Requirement – Repeat the data below exactly, with every entry included.

--- Provided material ---

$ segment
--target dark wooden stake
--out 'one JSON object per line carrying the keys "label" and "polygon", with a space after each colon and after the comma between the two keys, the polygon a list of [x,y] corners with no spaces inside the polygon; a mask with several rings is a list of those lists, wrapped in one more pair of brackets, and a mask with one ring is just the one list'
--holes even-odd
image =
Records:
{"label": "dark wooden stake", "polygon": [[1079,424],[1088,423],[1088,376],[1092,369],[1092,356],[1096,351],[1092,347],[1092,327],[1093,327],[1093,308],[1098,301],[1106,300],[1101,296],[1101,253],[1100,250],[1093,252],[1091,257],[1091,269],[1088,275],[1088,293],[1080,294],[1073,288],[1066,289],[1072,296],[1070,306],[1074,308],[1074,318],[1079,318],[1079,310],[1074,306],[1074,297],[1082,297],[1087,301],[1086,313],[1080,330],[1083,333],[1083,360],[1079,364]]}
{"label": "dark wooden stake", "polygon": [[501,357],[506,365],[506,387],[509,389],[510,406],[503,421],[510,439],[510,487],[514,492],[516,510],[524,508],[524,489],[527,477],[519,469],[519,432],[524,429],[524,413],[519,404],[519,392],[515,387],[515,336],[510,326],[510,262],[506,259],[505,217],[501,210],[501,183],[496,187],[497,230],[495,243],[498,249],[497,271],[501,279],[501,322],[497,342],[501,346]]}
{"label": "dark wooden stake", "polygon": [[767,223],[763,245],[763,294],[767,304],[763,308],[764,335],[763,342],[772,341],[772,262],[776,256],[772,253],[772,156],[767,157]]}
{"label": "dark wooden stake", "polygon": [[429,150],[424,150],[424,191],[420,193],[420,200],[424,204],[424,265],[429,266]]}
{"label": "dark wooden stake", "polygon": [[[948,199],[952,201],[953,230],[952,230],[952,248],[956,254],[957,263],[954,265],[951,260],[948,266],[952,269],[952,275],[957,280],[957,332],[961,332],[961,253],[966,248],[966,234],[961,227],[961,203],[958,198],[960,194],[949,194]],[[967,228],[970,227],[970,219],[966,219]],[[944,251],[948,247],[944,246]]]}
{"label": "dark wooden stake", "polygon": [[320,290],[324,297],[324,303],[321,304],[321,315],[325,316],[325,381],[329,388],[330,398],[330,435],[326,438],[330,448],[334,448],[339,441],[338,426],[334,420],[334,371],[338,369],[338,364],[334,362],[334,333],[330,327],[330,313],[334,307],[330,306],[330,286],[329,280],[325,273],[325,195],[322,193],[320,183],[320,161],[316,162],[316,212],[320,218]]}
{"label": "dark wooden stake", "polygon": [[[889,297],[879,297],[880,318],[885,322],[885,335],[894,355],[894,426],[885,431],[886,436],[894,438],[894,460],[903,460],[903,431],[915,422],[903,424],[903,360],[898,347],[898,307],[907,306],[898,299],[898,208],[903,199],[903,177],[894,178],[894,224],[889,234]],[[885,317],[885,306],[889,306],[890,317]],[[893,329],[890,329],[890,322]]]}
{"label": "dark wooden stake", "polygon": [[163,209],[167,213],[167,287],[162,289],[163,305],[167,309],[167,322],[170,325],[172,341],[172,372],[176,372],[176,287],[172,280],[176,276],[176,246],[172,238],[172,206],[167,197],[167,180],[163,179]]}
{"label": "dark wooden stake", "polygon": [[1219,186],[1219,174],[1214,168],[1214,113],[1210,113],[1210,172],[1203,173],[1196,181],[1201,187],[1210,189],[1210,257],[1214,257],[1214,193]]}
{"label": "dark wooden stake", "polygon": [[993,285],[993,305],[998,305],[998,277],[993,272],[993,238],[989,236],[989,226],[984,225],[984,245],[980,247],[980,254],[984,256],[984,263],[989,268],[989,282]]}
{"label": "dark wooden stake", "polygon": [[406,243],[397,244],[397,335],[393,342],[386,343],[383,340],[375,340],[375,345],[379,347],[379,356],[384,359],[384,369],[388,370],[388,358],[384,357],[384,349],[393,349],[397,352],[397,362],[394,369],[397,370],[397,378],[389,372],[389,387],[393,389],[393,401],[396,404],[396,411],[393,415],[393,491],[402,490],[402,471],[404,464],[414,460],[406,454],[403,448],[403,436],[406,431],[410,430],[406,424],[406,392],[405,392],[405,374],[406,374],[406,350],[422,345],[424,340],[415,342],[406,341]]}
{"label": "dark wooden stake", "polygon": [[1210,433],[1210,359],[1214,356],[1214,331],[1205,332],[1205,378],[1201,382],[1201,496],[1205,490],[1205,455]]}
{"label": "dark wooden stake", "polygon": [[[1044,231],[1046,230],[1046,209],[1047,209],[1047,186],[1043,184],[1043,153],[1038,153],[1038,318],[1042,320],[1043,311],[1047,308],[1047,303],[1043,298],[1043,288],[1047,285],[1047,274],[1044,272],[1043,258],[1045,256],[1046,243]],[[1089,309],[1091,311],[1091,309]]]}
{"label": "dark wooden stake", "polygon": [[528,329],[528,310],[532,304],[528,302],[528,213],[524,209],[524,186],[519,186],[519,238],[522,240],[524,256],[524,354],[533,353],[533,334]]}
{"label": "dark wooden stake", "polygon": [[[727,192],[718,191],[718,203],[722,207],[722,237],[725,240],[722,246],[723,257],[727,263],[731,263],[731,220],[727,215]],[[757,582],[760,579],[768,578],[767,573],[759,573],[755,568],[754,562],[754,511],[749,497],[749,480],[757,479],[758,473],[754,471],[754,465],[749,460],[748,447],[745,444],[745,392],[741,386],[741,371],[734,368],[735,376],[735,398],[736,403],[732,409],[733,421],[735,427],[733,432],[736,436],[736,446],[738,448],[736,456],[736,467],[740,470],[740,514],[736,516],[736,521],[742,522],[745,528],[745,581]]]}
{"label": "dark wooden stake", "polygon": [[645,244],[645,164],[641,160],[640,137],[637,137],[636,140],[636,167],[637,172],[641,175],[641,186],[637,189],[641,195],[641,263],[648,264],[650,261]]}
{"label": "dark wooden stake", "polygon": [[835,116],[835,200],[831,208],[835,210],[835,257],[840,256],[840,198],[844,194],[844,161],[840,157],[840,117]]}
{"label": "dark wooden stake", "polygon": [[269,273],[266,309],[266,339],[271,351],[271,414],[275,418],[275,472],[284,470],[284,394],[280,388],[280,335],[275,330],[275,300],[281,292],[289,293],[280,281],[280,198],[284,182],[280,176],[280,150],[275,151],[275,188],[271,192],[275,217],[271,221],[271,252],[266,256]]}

---

Task output –
$ segment
--target dark wooden stake
--out 'one JSON object per line carrying the keys "label" and "polygon", with a space after each colon and after the comma between the two keys, the polygon a list of [x,y] corners with no spaces inside the polygon; a mask with several rings is a list of those lists, wrapped in one more pair of brackets, and a mask with one ring is just the one list'
--holes even-odd
image =
Records:
{"label": "dark wooden stake", "polygon": [[1079,424],[1088,423],[1088,376],[1092,369],[1092,356],[1096,351],[1092,347],[1092,327],[1093,327],[1093,308],[1098,301],[1106,300],[1101,296],[1101,253],[1100,250],[1093,252],[1091,257],[1091,269],[1088,275],[1088,293],[1080,294],[1073,288],[1066,289],[1072,296],[1070,306],[1074,308],[1074,318],[1079,318],[1079,310],[1074,306],[1074,297],[1082,297],[1087,301],[1086,313],[1080,330],[1083,333],[1083,360],[1079,364]]}
{"label": "dark wooden stake", "polygon": [[501,357],[506,365],[506,387],[509,389],[510,406],[503,421],[510,439],[510,487],[514,492],[516,510],[524,508],[524,489],[527,477],[519,469],[519,432],[524,429],[524,413],[519,404],[519,392],[515,387],[515,336],[510,326],[510,262],[506,259],[505,217],[501,210],[501,183],[496,187],[497,230],[495,243],[498,249],[497,271],[501,279],[501,322],[497,342],[501,346]]}
{"label": "dark wooden stake", "polygon": [[767,223],[763,245],[763,294],[767,304],[763,308],[764,335],[763,342],[772,341],[772,262],[776,256],[772,253],[772,156],[767,157]]}
{"label": "dark wooden stake", "polygon": [[429,150],[424,150],[424,191],[420,193],[420,200],[424,204],[424,265],[429,266]]}
{"label": "dark wooden stake", "polygon": [[[948,199],[952,201],[953,230],[952,230],[952,248],[956,254],[957,263],[954,265],[951,260],[948,266],[952,269],[952,275],[957,280],[957,332],[961,332],[961,253],[966,248],[966,234],[961,227],[961,203],[958,198],[960,194],[949,194]],[[967,228],[970,227],[970,219],[966,219]],[[944,251],[948,247],[944,246]]]}
{"label": "dark wooden stake", "polygon": [[320,290],[324,297],[324,303],[321,304],[321,315],[325,316],[325,381],[329,388],[330,398],[330,435],[326,438],[330,448],[334,448],[339,441],[338,426],[334,420],[334,371],[338,369],[338,364],[334,362],[334,333],[330,327],[330,313],[334,307],[330,306],[330,286],[329,280],[325,273],[325,195],[322,193],[320,183],[320,161],[316,162],[316,212],[320,218]]}
{"label": "dark wooden stake", "polygon": [[[889,297],[879,297],[880,318],[885,322],[885,335],[894,355],[894,426],[885,431],[886,436],[894,438],[894,460],[903,460],[903,431],[915,422],[903,424],[903,360],[898,347],[898,307],[907,306],[898,299],[898,208],[903,199],[903,177],[894,178],[894,224],[889,234]],[[885,317],[885,306],[889,306],[890,317]],[[893,329],[890,329],[890,322]]]}
{"label": "dark wooden stake", "polygon": [[163,209],[167,213],[167,287],[162,289],[163,305],[167,309],[167,322],[170,325],[172,341],[172,372],[176,372],[176,287],[172,280],[176,276],[176,246],[172,238],[172,206],[167,197],[167,180],[163,179]]}
{"label": "dark wooden stake", "polygon": [[1219,186],[1219,174],[1214,168],[1214,113],[1210,113],[1210,172],[1203,173],[1196,181],[1201,187],[1210,189],[1210,257],[1214,257],[1214,193]]}
{"label": "dark wooden stake", "polygon": [[993,285],[993,305],[998,305],[998,277],[993,272],[993,238],[989,236],[989,226],[984,225],[984,245],[980,247],[980,254],[984,256],[984,263],[989,268],[989,282]]}
{"label": "dark wooden stake", "polygon": [[406,243],[397,244],[397,335],[393,342],[386,343],[383,340],[375,340],[375,345],[379,347],[379,356],[384,359],[384,369],[388,370],[388,358],[384,357],[384,349],[393,349],[397,352],[397,362],[394,369],[397,370],[397,378],[389,372],[389,387],[393,389],[393,401],[396,404],[396,411],[393,415],[393,491],[402,490],[402,471],[404,464],[414,460],[406,454],[403,448],[403,436],[406,431],[410,430],[406,424],[406,392],[405,392],[405,374],[406,374],[406,350],[422,345],[424,340],[415,342],[406,341]]}
{"label": "dark wooden stake", "polygon": [[1210,433],[1210,359],[1214,356],[1214,331],[1205,332],[1205,378],[1201,382],[1201,496],[1205,490],[1205,455]]}
{"label": "dark wooden stake", "polygon": [[[1044,231],[1046,230],[1046,209],[1047,209],[1047,186],[1043,184],[1043,153],[1038,153],[1038,318],[1042,320],[1043,311],[1047,308],[1047,303],[1043,298],[1043,288],[1047,285],[1047,274],[1044,272],[1043,258],[1045,256],[1046,243]],[[1089,309],[1091,311],[1091,309]]]}
{"label": "dark wooden stake", "polygon": [[528,329],[528,310],[532,304],[528,302],[528,213],[524,209],[524,186],[519,186],[519,238],[522,240],[524,256],[524,354],[533,353],[533,334]]}
{"label": "dark wooden stake", "polygon": [[[727,192],[718,191],[718,203],[722,207],[722,237],[725,240],[722,246],[723,257],[727,263],[731,263],[731,220],[727,215]],[[757,582],[760,579],[768,578],[767,573],[759,573],[755,568],[754,562],[754,511],[749,497],[749,480],[757,479],[758,473],[754,471],[754,465],[749,460],[748,447],[745,444],[745,392],[741,386],[741,371],[734,368],[735,376],[735,398],[736,403],[732,409],[733,421],[735,427],[733,432],[736,436],[736,446],[738,448],[736,456],[736,467],[740,470],[740,514],[736,516],[736,521],[742,522],[745,528],[745,581]]]}
{"label": "dark wooden stake", "polygon": [[645,244],[645,164],[641,160],[640,137],[637,137],[636,140],[636,167],[637,172],[641,175],[641,186],[637,189],[641,195],[641,263],[648,264],[650,261]]}
{"label": "dark wooden stake", "polygon": [[835,116],[835,200],[831,208],[835,210],[835,257],[840,256],[840,198],[844,194],[844,161],[840,157],[840,117]]}
{"label": "dark wooden stake", "polygon": [[269,273],[266,309],[266,339],[271,351],[271,414],[275,418],[275,472],[284,470],[284,394],[280,388],[280,335],[275,330],[275,300],[281,292],[289,293],[280,281],[280,198],[284,182],[280,176],[280,150],[275,151],[275,188],[271,192],[275,217],[271,221],[271,252],[266,256]]}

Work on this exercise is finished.